## Description of the task
Reproduce exactly the final portion of the data: every line from the one containing "Each instance receives one keypoint. Mark the braided" through the last line, inclusive.
* * * *
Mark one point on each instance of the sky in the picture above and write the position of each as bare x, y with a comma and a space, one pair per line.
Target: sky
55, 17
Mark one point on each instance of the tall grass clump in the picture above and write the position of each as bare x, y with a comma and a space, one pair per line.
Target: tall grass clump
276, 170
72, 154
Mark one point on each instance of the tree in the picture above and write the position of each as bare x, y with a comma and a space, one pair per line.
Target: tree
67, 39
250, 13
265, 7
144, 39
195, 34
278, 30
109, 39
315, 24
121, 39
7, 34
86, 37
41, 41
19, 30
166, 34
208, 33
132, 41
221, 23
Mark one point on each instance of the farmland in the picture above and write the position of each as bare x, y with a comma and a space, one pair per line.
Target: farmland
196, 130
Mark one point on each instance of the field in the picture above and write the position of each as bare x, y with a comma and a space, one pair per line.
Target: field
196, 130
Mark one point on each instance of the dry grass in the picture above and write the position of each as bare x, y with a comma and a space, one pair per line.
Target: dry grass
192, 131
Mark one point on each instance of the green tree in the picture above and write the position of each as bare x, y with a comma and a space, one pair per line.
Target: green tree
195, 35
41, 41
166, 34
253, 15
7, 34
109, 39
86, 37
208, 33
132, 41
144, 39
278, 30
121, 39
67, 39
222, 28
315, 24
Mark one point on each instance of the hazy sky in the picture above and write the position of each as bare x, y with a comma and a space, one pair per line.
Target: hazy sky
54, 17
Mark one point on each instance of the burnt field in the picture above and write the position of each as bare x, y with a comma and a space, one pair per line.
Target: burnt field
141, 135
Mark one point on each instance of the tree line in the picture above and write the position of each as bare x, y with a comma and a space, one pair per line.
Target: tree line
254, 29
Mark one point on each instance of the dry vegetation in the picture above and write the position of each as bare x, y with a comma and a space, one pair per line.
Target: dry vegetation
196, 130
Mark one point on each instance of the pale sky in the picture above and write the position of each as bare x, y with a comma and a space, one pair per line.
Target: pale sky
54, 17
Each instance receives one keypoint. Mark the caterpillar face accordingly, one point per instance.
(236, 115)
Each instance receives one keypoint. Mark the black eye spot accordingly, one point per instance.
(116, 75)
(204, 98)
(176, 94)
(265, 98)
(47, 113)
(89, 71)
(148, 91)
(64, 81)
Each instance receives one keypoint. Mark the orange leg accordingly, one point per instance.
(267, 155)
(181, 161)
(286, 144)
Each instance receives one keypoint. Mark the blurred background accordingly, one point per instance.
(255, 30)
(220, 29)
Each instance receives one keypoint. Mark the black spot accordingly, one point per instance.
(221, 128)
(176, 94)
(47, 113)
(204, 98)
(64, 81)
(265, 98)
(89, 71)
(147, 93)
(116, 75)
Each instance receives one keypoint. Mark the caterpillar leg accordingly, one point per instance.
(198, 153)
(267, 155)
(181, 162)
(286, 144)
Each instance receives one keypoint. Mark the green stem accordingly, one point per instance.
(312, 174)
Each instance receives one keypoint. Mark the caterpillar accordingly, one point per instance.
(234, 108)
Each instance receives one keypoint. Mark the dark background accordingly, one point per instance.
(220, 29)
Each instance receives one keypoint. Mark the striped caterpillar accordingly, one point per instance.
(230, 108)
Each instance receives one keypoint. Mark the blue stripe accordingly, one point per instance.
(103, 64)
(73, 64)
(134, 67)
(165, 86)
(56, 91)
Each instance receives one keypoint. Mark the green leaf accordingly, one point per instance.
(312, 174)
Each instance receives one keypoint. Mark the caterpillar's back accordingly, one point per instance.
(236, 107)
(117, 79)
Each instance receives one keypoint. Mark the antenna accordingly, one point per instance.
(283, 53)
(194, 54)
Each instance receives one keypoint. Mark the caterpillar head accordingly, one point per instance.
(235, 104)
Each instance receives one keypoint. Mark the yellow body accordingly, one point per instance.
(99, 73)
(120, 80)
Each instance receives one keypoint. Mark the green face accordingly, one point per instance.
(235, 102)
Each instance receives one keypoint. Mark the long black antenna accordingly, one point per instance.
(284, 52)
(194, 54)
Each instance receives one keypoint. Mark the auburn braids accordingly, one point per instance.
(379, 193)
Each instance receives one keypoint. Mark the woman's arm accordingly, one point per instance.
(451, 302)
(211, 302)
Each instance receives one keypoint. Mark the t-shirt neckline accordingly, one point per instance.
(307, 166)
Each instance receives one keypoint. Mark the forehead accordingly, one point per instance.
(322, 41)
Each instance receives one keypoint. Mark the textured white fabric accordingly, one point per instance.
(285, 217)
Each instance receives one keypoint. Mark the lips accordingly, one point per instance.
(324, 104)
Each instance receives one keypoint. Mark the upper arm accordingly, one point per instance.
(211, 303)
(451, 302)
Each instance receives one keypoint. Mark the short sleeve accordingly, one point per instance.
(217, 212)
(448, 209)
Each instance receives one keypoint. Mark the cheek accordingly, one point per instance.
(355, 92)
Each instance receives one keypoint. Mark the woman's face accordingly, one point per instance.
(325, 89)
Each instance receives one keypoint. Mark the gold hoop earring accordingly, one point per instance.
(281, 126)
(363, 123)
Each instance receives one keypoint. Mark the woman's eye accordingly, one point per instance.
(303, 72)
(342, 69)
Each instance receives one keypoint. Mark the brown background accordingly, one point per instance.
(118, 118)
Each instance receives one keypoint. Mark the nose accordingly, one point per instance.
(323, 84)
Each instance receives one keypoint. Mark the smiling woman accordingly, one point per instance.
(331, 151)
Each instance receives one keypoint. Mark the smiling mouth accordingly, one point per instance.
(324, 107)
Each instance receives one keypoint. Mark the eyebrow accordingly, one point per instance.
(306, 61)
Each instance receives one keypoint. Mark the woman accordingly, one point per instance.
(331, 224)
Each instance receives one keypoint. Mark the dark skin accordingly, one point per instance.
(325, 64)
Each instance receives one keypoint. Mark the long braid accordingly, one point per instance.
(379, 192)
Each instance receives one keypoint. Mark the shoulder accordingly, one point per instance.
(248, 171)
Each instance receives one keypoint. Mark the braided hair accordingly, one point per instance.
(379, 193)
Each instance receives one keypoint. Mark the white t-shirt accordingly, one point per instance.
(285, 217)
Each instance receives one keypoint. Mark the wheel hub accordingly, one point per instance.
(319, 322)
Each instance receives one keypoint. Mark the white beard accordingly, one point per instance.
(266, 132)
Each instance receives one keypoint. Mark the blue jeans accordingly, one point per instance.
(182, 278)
* * * *
## In response
Each instance receives one keypoint. Mark the braided hair accordingly, one point per instance.
(379, 193)
Each instance receives one keypoint. Mark the white t-shirt accordingly, one point per instance.
(285, 217)
Each instance receives one keypoint. Mark the wheel hub accordingly, one point per instance.
(319, 322)
Each instance receives one keypoint. Mark the white beard accordingly, one point per instance.
(266, 132)
Each instance receives one keypoint. Mark the blue jeans accordingly, one point per instance.
(182, 278)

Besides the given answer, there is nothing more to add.